■ Goal
Return every line from the one containing "I'd like to know if the white painted" through the one containing "xmin=0 ymin=245 xmax=640 ymax=361", both included, word for word and with no pictures.

◆ ◆ ◆ ◆ ◆

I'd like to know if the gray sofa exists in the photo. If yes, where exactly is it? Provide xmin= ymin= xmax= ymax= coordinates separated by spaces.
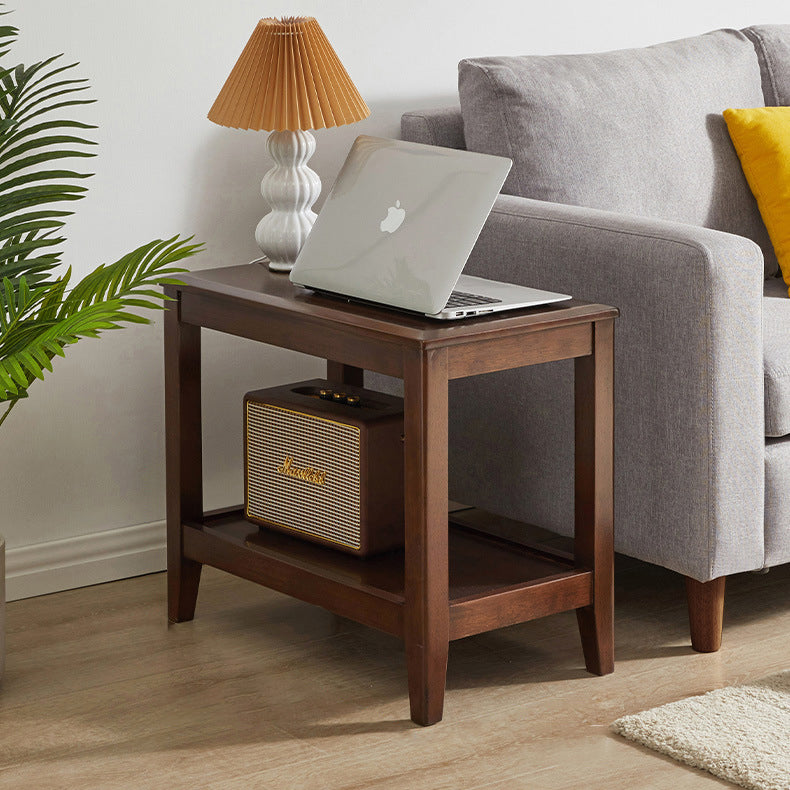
xmin=402 ymin=25 xmax=790 ymax=651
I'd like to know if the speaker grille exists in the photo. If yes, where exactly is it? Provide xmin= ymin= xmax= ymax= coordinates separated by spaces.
xmin=246 ymin=401 xmax=361 ymax=549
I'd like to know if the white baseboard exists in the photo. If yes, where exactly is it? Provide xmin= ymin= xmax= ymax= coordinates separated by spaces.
xmin=6 ymin=521 xmax=167 ymax=601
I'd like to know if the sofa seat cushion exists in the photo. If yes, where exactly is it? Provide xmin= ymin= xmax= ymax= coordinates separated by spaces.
xmin=763 ymin=278 xmax=790 ymax=436
xmin=458 ymin=30 xmax=777 ymax=275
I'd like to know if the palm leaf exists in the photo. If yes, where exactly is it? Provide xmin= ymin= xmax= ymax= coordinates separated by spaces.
xmin=0 ymin=3 xmax=201 ymax=424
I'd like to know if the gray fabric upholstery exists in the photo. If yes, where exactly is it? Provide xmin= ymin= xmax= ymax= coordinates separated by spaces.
xmin=459 ymin=30 xmax=777 ymax=276
xmin=763 ymin=278 xmax=790 ymax=440
xmin=743 ymin=25 xmax=790 ymax=107
xmin=400 ymin=107 xmax=466 ymax=149
xmin=765 ymin=438 xmax=790 ymax=567
xmin=450 ymin=196 xmax=764 ymax=581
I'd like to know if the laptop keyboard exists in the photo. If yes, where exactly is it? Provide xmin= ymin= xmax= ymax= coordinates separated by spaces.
xmin=444 ymin=291 xmax=502 ymax=310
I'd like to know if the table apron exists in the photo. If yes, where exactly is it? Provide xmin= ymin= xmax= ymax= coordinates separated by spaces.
xmin=447 ymin=323 xmax=592 ymax=379
xmin=180 ymin=292 xmax=403 ymax=378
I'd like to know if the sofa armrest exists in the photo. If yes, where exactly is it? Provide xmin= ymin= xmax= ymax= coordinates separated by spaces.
xmin=464 ymin=195 xmax=764 ymax=581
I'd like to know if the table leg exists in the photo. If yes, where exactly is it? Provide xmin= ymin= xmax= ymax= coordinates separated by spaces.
xmin=403 ymin=349 xmax=450 ymax=725
xmin=575 ymin=319 xmax=614 ymax=675
xmin=165 ymin=293 xmax=203 ymax=623
xmin=326 ymin=359 xmax=365 ymax=387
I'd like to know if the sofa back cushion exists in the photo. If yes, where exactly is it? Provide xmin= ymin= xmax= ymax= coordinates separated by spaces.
xmin=459 ymin=30 xmax=777 ymax=275
xmin=743 ymin=25 xmax=790 ymax=107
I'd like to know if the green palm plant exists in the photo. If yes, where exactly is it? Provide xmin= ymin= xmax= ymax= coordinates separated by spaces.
xmin=0 ymin=12 xmax=202 ymax=425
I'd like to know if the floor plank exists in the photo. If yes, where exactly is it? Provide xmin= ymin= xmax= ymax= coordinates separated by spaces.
xmin=0 ymin=558 xmax=790 ymax=790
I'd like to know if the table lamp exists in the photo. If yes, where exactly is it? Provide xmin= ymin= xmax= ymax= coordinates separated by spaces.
xmin=208 ymin=17 xmax=370 ymax=272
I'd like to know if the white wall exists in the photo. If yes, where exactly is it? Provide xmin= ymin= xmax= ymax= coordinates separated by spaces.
xmin=0 ymin=0 xmax=790 ymax=597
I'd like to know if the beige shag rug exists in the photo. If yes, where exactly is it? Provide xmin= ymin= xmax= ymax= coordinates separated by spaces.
xmin=612 ymin=670 xmax=790 ymax=790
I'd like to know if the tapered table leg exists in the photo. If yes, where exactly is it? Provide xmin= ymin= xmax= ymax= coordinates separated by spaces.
xmin=165 ymin=288 xmax=203 ymax=623
xmin=403 ymin=350 xmax=450 ymax=725
xmin=575 ymin=319 xmax=614 ymax=675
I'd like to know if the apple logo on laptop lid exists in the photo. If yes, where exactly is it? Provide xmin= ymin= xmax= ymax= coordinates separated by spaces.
xmin=379 ymin=200 xmax=406 ymax=233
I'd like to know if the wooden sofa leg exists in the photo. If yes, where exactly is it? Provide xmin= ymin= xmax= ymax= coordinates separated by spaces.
xmin=686 ymin=576 xmax=727 ymax=653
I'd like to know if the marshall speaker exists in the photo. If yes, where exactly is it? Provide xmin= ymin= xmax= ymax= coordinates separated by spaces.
xmin=244 ymin=379 xmax=403 ymax=555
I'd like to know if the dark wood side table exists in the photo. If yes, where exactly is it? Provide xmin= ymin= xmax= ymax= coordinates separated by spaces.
xmin=165 ymin=264 xmax=617 ymax=725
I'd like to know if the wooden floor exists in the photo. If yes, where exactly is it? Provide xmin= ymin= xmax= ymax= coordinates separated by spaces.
xmin=0 ymin=559 xmax=790 ymax=790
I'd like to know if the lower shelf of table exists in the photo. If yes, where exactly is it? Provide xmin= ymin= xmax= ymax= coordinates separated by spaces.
xmin=183 ymin=509 xmax=592 ymax=639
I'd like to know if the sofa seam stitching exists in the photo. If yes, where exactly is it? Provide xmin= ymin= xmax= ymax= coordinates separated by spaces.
xmin=474 ymin=63 xmax=527 ymax=194
xmin=748 ymin=27 xmax=779 ymax=105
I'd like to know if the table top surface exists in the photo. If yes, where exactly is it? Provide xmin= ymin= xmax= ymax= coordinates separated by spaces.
xmin=175 ymin=263 xmax=618 ymax=343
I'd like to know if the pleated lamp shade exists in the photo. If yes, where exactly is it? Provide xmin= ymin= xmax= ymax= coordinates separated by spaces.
xmin=208 ymin=17 xmax=370 ymax=131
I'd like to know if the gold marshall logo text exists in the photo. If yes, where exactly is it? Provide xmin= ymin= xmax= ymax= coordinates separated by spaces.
xmin=277 ymin=455 xmax=326 ymax=486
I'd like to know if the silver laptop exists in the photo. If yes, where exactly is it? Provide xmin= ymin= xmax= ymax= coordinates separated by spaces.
xmin=291 ymin=135 xmax=571 ymax=319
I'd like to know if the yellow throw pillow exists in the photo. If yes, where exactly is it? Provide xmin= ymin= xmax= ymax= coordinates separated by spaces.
xmin=724 ymin=107 xmax=790 ymax=286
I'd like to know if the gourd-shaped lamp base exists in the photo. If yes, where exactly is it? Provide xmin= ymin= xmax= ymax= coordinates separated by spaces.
xmin=255 ymin=131 xmax=321 ymax=272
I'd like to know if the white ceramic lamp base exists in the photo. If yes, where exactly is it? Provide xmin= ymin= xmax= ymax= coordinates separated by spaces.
xmin=255 ymin=131 xmax=321 ymax=272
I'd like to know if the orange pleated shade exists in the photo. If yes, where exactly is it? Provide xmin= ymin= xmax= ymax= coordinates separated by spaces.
xmin=208 ymin=17 xmax=370 ymax=131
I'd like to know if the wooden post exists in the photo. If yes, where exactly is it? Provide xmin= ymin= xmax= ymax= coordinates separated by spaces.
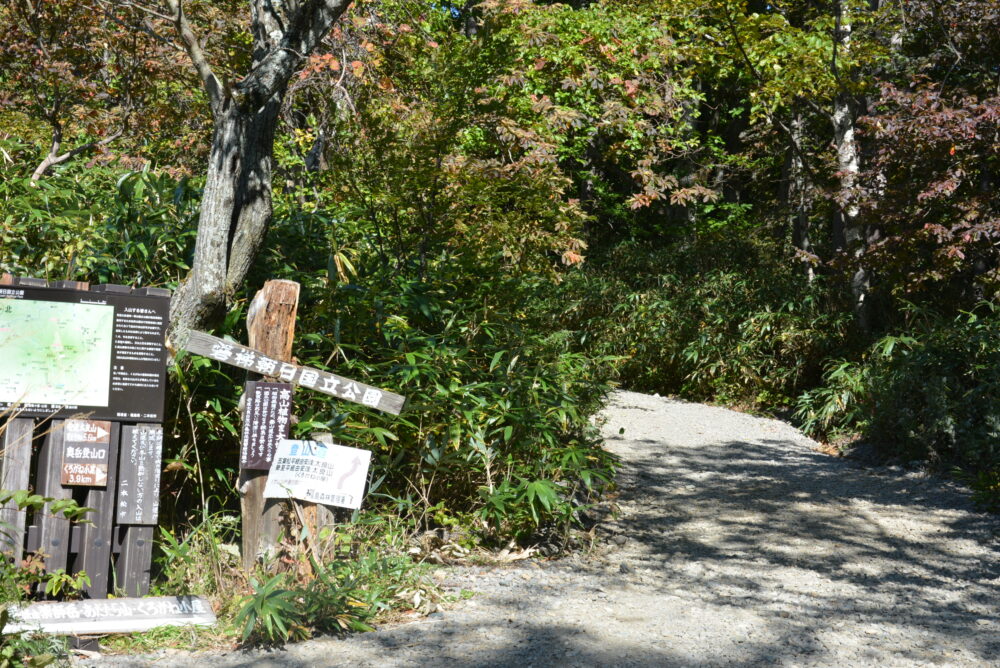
xmin=240 ymin=280 xmax=299 ymax=573
xmin=0 ymin=418 xmax=35 ymax=565
xmin=35 ymin=420 xmax=73 ymax=573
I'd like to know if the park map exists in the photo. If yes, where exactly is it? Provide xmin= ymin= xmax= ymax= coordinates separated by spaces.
xmin=0 ymin=299 xmax=114 ymax=406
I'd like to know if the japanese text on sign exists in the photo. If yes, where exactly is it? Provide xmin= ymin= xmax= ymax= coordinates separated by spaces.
xmin=185 ymin=332 xmax=406 ymax=415
xmin=264 ymin=440 xmax=371 ymax=509
xmin=117 ymin=425 xmax=163 ymax=524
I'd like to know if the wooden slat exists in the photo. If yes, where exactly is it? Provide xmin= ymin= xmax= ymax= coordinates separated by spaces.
xmin=73 ymin=422 xmax=121 ymax=598
xmin=115 ymin=526 xmax=155 ymax=596
xmin=35 ymin=420 xmax=72 ymax=573
xmin=183 ymin=331 xmax=406 ymax=415
xmin=0 ymin=418 xmax=35 ymax=564
xmin=14 ymin=276 xmax=49 ymax=288
xmin=90 ymin=283 xmax=132 ymax=295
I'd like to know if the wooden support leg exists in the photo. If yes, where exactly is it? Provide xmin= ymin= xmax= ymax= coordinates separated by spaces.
xmin=35 ymin=420 xmax=73 ymax=573
xmin=0 ymin=418 xmax=35 ymax=564
xmin=73 ymin=422 xmax=121 ymax=598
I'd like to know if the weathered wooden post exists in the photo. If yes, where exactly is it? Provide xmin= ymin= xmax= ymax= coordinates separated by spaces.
xmin=240 ymin=280 xmax=299 ymax=572
xmin=182 ymin=308 xmax=406 ymax=571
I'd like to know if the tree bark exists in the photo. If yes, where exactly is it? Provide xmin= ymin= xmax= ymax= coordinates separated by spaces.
xmin=831 ymin=1 xmax=871 ymax=332
xmin=166 ymin=0 xmax=350 ymax=347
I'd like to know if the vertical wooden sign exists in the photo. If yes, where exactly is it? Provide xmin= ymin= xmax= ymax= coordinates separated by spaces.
xmin=0 ymin=416 xmax=35 ymax=564
xmin=115 ymin=424 xmax=163 ymax=596
xmin=61 ymin=420 xmax=111 ymax=487
xmin=116 ymin=425 xmax=163 ymax=525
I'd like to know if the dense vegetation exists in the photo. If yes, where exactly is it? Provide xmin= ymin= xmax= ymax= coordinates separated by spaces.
xmin=0 ymin=0 xmax=1000 ymax=648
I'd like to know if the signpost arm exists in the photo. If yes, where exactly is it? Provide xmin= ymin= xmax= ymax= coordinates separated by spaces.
xmin=240 ymin=280 xmax=299 ymax=573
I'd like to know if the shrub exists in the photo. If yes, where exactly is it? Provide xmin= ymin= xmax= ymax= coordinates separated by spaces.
xmin=866 ymin=303 xmax=1000 ymax=471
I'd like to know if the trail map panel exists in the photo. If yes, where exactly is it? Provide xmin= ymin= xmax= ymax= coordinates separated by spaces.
xmin=0 ymin=285 xmax=170 ymax=422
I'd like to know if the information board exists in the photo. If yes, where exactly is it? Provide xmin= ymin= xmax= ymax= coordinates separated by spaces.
xmin=0 ymin=285 xmax=170 ymax=422
xmin=264 ymin=440 xmax=372 ymax=509
xmin=240 ymin=381 xmax=292 ymax=471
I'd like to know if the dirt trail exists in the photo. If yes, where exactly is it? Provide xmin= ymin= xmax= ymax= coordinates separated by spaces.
xmin=81 ymin=392 xmax=1000 ymax=668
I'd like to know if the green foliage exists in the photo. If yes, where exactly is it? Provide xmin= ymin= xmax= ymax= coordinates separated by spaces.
xmin=0 ymin=608 xmax=58 ymax=668
xmin=270 ymin=278 xmax=613 ymax=535
xmin=539 ymin=237 xmax=848 ymax=408
xmin=0 ymin=488 xmax=93 ymax=668
xmin=234 ymin=549 xmax=434 ymax=645
xmin=866 ymin=303 xmax=1000 ymax=471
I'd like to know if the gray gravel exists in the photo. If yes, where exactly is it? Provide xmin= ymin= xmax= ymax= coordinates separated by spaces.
xmin=78 ymin=392 xmax=1000 ymax=668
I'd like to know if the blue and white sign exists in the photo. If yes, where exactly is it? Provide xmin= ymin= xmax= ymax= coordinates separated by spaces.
xmin=264 ymin=439 xmax=372 ymax=509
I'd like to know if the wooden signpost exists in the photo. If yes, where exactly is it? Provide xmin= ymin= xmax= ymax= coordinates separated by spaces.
xmin=0 ymin=275 xmax=170 ymax=599
xmin=183 ymin=281 xmax=406 ymax=571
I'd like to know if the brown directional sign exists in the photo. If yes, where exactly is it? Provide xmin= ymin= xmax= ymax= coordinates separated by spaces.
xmin=184 ymin=331 xmax=406 ymax=415
xmin=61 ymin=420 xmax=111 ymax=487
xmin=240 ymin=381 xmax=292 ymax=471
xmin=117 ymin=425 xmax=163 ymax=524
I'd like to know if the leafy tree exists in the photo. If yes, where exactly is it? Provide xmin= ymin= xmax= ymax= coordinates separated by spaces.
xmin=0 ymin=0 xmax=166 ymax=181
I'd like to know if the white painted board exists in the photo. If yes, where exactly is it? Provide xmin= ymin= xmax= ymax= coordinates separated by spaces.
xmin=264 ymin=439 xmax=372 ymax=509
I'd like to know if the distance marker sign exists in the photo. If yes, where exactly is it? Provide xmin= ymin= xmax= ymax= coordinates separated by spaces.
xmin=264 ymin=439 xmax=372 ymax=510
xmin=60 ymin=420 xmax=111 ymax=487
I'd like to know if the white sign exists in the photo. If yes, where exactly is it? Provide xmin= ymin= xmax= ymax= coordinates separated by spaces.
xmin=264 ymin=439 xmax=372 ymax=509
xmin=4 ymin=596 xmax=216 ymax=635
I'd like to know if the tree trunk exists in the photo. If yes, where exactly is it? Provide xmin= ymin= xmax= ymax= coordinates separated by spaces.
xmin=170 ymin=96 xmax=280 ymax=340
xmin=166 ymin=0 xmax=350 ymax=347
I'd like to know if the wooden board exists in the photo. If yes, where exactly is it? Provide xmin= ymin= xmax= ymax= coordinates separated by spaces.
xmin=73 ymin=422 xmax=121 ymax=598
xmin=60 ymin=420 xmax=111 ymax=487
xmin=115 ymin=425 xmax=163 ymax=525
xmin=184 ymin=331 xmax=406 ymax=415
xmin=4 ymin=596 xmax=216 ymax=635
xmin=0 ymin=418 xmax=35 ymax=564
xmin=35 ymin=420 xmax=72 ymax=573
xmin=115 ymin=526 xmax=154 ymax=596
xmin=240 ymin=381 xmax=292 ymax=471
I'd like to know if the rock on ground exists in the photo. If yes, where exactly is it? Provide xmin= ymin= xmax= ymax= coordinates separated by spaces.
xmin=77 ymin=392 xmax=1000 ymax=668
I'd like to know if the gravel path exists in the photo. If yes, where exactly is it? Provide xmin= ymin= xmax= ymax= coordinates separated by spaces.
xmin=78 ymin=392 xmax=1000 ymax=668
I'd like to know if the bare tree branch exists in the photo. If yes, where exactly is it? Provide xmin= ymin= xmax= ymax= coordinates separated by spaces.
xmin=166 ymin=0 xmax=225 ymax=116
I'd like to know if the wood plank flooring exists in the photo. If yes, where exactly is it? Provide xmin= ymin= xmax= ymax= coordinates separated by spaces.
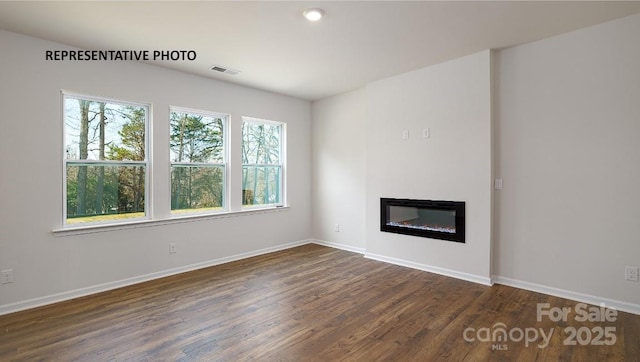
xmin=0 ymin=245 xmax=640 ymax=361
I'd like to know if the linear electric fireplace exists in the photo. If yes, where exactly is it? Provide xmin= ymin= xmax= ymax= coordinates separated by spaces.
xmin=380 ymin=198 xmax=464 ymax=243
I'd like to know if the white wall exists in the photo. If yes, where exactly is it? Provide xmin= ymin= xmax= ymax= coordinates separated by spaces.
xmin=312 ymin=89 xmax=367 ymax=251
xmin=0 ymin=31 xmax=311 ymax=312
xmin=365 ymin=51 xmax=491 ymax=284
xmin=495 ymin=15 xmax=640 ymax=310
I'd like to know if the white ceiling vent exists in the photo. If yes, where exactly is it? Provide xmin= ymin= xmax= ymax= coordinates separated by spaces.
xmin=211 ymin=65 xmax=240 ymax=75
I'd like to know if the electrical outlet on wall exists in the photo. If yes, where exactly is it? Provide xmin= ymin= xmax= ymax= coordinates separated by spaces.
xmin=624 ymin=265 xmax=638 ymax=282
xmin=0 ymin=269 xmax=13 ymax=284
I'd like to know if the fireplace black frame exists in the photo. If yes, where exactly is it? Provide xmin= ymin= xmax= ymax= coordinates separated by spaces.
xmin=380 ymin=198 xmax=465 ymax=243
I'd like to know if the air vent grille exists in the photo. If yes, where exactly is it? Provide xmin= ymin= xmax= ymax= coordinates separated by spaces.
xmin=211 ymin=65 xmax=240 ymax=75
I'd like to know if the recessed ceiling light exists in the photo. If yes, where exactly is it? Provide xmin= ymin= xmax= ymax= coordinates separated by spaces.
xmin=302 ymin=8 xmax=324 ymax=21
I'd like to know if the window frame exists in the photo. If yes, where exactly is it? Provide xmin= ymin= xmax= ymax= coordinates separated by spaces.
xmin=60 ymin=90 xmax=153 ymax=229
xmin=167 ymin=106 xmax=231 ymax=218
xmin=240 ymin=116 xmax=287 ymax=210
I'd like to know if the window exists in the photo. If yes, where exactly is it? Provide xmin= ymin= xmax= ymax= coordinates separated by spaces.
xmin=170 ymin=107 xmax=228 ymax=214
xmin=63 ymin=94 xmax=149 ymax=224
xmin=242 ymin=117 xmax=284 ymax=206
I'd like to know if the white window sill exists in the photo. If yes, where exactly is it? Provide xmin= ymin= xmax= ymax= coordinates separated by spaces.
xmin=51 ymin=206 xmax=290 ymax=236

◆ ◆ ◆ ◆ ◆

■ Final answer
I'd like to know if the white painted board exists in the photo. If yes, where exactly is it? Provide xmin= ymin= xmax= ymax= coordinates separated by spaces.
xmin=264 ymin=439 xmax=372 ymax=509
I'd like to know if the distance marker sign exists in the photo. If yes, where exactly is it? Provide xmin= ymin= xmax= ymax= coordinates separated by spaces.
xmin=264 ymin=439 xmax=372 ymax=510
xmin=60 ymin=420 xmax=111 ymax=487
I'd like to know if the white sign exists in the photo. If yes, where exactly is it? Provide xmin= ymin= xmax= ymax= coordinates separated by spaces.
xmin=264 ymin=439 xmax=372 ymax=509
xmin=4 ymin=596 xmax=216 ymax=635
I'd like to know if the tree trunk exists in the photo. If yes, where exactly is it? Provide xmin= ymin= xmax= ymax= coordinates separated by spaces.
xmin=170 ymin=96 xmax=280 ymax=340
xmin=166 ymin=0 xmax=350 ymax=347
I'd like to know if the wooden board exists in the photo. If yes, where exactly is it? Provide xmin= ymin= xmax= ymax= coordinates separated by spaces.
xmin=73 ymin=422 xmax=121 ymax=598
xmin=60 ymin=420 xmax=111 ymax=487
xmin=115 ymin=425 xmax=163 ymax=525
xmin=184 ymin=331 xmax=406 ymax=415
xmin=4 ymin=596 xmax=216 ymax=635
xmin=0 ymin=418 xmax=35 ymax=564
xmin=35 ymin=420 xmax=72 ymax=573
xmin=115 ymin=526 xmax=154 ymax=596
xmin=240 ymin=381 xmax=292 ymax=471
I'd like to know if the rock on ground exists in the photo. If yes, where exactly is it? Provide xmin= ymin= xmax= ymax= coordinates separated by spaces.
xmin=77 ymin=392 xmax=1000 ymax=668
I'd like to know if the gravel path exists in the photo. If yes, where exactly is it? Provide xmin= ymin= xmax= ymax= coordinates separated by spaces.
xmin=78 ymin=392 xmax=1000 ymax=668
I'd like to know if the bare tree branch exists in the photo. If yes, where exactly is it? Provide xmin= ymin= xmax= ymax= coordinates separated by spaces.
xmin=166 ymin=0 xmax=225 ymax=116
I'd like to know if the wood plank flooring exists in the photo. If yes, where exactly is it? Provide xmin= ymin= xmax= ymax= coordinates separated by spaces.
xmin=0 ymin=245 xmax=640 ymax=361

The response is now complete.